• Required task: Show each line of the listing below that contains the string "muddy". Case counts.

Stored records:
______
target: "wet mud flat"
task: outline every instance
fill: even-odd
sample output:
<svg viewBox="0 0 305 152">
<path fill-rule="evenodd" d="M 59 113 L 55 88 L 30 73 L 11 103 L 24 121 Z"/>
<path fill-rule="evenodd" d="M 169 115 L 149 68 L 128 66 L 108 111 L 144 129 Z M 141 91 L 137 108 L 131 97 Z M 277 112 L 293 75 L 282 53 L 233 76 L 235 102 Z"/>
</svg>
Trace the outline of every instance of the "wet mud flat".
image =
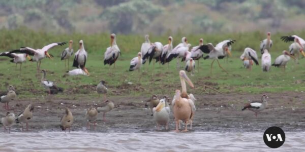
<svg viewBox="0 0 305 152">
<path fill-rule="evenodd" d="M 266 93 L 268 96 L 268 108 L 257 118 L 254 112 L 241 111 L 244 104 L 250 100 L 259 100 L 260 94 L 226 94 L 217 95 L 196 94 L 196 111 L 192 131 L 263 132 L 267 128 L 276 126 L 284 131 L 304 131 L 305 130 L 305 95 L 298 92 Z M 162 95 L 159 96 L 161 97 Z M 145 107 L 145 102 L 150 97 L 110 97 L 115 108 L 106 113 L 106 122 L 103 121 L 103 113 L 99 114 L 97 126 L 87 128 L 85 118 L 86 108 L 90 105 L 102 106 L 99 99 L 76 100 L 57 99 L 56 96 L 41 99 L 17 99 L 10 102 L 15 115 L 22 111 L 29 103 L 34 104 L 34 119 L 29 123 L 29 132 L 60 131 L 59 121 L 65 113 L 64 108 L 71 110 L 74 122 L 72 131 L 101 132 L 145 132 L 156 131 L 156 124 L 150 116 L 150 109 Z M 6 112 L 1 107 L 0 116 Z M 175 129 L 174 117 L 171 116 L 169 130 L 161 128 L 161 131 Z M 182 125 L 184 127 L 184 125 Z M 3 128 L 1 131 L 3 131 Z M 14 124 L 13 132 L 21 131 L 21 125 Z"/>
</svg>

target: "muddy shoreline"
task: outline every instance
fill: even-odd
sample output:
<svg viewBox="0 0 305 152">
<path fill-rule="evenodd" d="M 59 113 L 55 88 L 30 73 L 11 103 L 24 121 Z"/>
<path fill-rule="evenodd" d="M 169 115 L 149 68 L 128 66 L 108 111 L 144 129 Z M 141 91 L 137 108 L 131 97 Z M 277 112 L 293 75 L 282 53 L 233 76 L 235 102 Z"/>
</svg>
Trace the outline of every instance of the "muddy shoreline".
______
• Worked solution:
target: "muddy shoreline"
Trace the outline of every instance of the "muddy shoreline".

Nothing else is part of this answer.